**Work required**
Gather every line of the material below that contains the word "motorway", and copy each one in full.

--- begin Exercise material ---

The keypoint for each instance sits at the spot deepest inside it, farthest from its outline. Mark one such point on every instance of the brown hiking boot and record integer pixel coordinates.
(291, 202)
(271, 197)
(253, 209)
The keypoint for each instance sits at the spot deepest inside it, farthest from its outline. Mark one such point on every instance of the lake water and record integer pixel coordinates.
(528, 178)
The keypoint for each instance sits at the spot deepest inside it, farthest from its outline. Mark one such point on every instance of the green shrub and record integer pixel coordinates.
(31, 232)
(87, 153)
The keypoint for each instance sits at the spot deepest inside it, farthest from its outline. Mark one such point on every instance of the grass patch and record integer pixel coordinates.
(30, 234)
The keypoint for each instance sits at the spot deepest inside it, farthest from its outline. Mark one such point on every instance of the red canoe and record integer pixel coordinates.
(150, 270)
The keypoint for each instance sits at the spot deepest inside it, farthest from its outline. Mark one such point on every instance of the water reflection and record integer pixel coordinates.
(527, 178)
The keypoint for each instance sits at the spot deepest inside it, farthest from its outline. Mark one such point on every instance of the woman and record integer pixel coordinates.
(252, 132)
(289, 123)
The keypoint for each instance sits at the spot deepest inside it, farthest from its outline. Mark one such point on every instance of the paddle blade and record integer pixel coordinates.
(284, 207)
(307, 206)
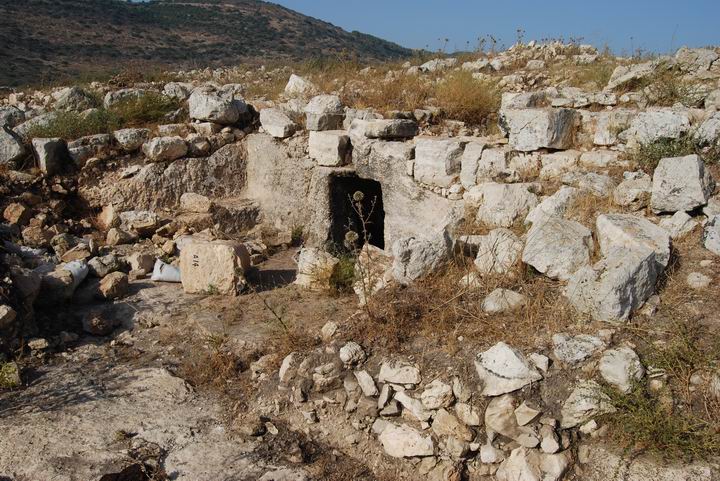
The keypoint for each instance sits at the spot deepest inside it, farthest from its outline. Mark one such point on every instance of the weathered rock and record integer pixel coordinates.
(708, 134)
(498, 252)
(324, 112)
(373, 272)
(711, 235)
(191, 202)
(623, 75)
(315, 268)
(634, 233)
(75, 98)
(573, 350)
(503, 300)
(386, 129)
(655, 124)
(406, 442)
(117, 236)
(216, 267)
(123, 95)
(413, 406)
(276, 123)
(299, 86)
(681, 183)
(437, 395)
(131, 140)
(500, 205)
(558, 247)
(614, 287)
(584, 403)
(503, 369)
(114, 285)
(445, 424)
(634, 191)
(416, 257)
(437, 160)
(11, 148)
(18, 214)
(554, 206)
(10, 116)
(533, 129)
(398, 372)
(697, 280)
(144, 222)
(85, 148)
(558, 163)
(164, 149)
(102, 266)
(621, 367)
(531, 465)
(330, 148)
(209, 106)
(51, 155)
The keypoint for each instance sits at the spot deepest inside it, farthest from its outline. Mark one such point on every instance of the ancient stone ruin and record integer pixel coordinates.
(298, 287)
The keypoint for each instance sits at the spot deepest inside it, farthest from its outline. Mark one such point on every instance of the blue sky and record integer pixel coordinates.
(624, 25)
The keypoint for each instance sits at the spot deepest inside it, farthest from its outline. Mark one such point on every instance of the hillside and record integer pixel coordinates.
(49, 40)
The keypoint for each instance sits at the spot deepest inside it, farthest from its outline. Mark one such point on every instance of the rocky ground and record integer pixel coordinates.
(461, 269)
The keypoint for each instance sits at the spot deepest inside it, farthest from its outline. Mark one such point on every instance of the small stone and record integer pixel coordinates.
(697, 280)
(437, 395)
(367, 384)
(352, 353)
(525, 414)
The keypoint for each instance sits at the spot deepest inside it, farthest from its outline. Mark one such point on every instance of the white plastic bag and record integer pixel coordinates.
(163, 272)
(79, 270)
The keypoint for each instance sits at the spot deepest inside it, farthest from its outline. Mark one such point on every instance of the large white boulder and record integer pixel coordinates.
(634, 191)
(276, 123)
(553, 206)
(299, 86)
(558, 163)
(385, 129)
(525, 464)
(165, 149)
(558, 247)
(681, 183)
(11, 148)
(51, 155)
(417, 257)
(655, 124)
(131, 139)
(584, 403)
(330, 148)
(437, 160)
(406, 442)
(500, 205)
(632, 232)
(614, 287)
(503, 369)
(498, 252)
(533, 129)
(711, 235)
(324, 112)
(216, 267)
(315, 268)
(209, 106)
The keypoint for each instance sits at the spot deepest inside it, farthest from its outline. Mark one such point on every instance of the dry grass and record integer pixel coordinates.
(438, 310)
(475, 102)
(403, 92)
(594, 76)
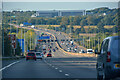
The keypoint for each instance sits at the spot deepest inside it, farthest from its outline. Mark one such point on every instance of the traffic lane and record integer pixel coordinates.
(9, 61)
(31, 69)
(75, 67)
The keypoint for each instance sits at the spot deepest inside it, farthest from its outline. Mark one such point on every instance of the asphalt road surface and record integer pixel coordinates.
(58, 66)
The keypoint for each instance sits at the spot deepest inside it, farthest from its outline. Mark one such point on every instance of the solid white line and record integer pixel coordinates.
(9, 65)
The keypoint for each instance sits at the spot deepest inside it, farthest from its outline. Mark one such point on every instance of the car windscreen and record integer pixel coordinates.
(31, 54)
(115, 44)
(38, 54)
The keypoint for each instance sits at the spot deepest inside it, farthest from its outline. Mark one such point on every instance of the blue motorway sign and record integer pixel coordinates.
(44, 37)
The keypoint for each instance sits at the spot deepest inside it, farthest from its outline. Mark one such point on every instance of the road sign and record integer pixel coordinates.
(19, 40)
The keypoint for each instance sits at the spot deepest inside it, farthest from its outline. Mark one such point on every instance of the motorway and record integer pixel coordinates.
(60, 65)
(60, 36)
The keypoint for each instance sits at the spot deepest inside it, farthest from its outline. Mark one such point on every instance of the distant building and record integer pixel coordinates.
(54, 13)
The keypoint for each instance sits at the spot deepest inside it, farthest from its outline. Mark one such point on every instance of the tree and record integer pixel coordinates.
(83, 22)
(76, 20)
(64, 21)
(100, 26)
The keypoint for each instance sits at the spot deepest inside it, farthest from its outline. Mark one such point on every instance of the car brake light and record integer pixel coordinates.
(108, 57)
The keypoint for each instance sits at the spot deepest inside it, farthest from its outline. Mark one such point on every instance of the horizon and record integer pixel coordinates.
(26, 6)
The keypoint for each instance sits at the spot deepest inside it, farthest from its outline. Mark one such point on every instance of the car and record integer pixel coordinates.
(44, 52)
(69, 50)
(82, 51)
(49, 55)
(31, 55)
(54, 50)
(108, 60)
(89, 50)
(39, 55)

--- end Exercise material ---
--- begin Exercise material ---

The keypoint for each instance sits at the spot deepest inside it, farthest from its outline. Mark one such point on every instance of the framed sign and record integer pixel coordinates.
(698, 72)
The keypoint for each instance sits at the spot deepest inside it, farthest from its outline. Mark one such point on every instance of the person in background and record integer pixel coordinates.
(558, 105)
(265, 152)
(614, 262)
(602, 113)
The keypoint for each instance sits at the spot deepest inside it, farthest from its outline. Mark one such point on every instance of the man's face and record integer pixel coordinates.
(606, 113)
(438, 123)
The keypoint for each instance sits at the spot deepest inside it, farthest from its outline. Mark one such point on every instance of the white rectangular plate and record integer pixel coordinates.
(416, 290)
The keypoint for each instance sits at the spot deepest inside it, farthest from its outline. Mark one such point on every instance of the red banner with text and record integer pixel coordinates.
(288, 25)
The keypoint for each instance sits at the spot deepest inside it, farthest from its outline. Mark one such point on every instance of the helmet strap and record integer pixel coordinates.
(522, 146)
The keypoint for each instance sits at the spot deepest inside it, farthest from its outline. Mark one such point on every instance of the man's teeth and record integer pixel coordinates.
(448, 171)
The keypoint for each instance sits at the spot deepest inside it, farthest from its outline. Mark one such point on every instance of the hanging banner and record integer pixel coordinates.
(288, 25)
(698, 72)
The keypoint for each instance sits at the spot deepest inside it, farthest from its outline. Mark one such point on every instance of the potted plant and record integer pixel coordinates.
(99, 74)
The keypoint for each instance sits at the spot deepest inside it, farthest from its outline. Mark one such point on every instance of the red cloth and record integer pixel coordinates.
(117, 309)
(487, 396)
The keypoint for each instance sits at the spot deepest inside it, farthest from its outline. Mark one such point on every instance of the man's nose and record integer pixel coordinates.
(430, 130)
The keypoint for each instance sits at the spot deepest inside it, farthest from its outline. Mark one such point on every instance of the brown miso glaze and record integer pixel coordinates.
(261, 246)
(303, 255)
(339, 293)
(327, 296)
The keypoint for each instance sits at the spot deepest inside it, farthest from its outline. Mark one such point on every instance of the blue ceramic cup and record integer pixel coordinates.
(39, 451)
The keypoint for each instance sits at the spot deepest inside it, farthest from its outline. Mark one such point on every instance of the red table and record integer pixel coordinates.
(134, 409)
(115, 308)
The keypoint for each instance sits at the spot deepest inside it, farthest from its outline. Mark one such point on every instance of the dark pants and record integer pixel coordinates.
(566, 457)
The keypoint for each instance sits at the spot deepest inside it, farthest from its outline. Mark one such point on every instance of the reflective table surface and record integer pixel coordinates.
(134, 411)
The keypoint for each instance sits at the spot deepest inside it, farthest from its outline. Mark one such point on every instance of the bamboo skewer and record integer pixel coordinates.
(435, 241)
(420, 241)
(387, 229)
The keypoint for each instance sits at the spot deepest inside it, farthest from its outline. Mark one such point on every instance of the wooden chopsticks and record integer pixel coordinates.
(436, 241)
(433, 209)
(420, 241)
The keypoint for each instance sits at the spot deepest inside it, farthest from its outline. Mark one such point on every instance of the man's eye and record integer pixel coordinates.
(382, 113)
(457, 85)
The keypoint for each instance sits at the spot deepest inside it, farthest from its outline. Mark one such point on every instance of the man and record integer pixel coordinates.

--- end Exercise material ---
--- begin Exercise material ---

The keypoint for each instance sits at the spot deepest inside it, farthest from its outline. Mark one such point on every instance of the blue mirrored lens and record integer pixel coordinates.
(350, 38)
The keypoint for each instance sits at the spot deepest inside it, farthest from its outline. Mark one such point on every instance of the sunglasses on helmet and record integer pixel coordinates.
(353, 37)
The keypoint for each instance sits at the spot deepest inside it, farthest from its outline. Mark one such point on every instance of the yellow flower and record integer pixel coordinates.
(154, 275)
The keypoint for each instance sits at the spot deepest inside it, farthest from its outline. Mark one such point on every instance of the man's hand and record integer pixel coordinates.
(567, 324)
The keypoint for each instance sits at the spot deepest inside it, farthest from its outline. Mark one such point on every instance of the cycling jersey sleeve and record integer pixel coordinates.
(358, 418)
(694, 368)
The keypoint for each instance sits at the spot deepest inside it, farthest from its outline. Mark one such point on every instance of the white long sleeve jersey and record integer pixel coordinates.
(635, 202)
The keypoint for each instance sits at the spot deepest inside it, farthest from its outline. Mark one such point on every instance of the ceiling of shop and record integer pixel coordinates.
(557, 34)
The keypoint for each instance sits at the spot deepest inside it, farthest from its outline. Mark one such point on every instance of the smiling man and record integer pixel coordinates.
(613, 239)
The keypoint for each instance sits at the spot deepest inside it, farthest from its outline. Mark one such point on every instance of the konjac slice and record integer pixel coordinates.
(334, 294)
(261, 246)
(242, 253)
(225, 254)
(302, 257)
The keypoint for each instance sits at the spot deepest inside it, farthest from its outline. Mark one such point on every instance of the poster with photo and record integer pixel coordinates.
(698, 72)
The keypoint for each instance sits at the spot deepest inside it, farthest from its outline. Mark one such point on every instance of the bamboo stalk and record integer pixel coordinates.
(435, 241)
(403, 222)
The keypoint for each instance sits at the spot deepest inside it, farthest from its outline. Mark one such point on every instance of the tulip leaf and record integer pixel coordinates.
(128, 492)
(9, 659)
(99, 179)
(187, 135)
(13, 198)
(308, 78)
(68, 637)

--- end Exercise material ---

**Exercise output**
The keypoint for each instance sits at the spot deepest inside it, farthest from its outline. Mark one such point on every instance of the blue motorway sign and record integer pixel coordinates.
The keypoint for each instance sits at the spot deepest inside it, farthest from its outline. Mark one such point on every instance of the motorway and record integer pixel coordinates.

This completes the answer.